» **Stated task**: Retype the lines of the records below without alteration, from the line containing "topiary in the photo above." through the last line of the records, inclusive.
────────────────
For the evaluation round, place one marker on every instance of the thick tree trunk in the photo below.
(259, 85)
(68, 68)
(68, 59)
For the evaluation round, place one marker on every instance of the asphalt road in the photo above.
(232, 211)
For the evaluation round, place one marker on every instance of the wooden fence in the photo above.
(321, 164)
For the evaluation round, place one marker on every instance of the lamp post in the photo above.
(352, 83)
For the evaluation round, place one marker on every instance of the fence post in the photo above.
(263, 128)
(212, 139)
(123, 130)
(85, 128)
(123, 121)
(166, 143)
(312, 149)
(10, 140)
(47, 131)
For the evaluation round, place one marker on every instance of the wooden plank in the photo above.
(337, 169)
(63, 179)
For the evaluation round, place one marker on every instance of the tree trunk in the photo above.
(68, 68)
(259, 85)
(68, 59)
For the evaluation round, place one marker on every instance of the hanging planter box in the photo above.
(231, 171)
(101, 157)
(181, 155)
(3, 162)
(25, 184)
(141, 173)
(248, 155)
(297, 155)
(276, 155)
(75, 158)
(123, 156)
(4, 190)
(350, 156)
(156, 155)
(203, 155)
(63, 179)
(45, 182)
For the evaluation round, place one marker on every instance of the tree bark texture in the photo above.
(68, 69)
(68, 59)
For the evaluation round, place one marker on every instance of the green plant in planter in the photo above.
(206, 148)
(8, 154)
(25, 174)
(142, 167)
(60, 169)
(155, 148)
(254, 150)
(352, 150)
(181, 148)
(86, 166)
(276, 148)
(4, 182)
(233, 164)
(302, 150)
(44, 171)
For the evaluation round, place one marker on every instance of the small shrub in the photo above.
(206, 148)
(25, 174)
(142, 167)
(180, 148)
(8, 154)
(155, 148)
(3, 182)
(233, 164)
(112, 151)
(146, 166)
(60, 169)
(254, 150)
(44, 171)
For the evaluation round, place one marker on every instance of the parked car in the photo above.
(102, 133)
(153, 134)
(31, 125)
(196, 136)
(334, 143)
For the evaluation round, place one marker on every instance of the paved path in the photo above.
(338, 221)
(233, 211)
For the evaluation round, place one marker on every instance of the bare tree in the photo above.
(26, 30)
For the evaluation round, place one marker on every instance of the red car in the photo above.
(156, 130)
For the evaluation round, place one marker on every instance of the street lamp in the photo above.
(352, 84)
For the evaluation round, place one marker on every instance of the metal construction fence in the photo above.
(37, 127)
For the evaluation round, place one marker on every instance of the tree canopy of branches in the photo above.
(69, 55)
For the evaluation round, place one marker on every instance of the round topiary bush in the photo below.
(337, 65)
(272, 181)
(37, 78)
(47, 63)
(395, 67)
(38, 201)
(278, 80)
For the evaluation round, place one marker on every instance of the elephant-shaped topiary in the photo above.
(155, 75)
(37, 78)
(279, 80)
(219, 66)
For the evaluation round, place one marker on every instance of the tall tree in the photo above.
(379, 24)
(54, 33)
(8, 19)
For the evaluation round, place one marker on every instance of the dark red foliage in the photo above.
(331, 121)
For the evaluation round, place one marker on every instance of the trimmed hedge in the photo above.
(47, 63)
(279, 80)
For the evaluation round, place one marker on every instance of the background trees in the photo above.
────────────────
» **Exercise result**:
For the evaluation round, place one marker on every instance of the elephant-shaped topiary in the photo above.
(155, 75)
(37, 78)
(279, 80)
(219, 66)
For the evaluation round, place one marker on every instance of the tall tree in the photo above.
(379, 24)
(54, 33)
(8, 19)
For the evaluation round, place one marker on every instance of the dark red foliage in the photo above.
(331, 121)
For the evaluation round, place one marker on every instance of the trimmed hedge in the photo above.
(47, 63)
(279, 80)
For the evaluation round, place one marker on every instance of the background trees in the photo above.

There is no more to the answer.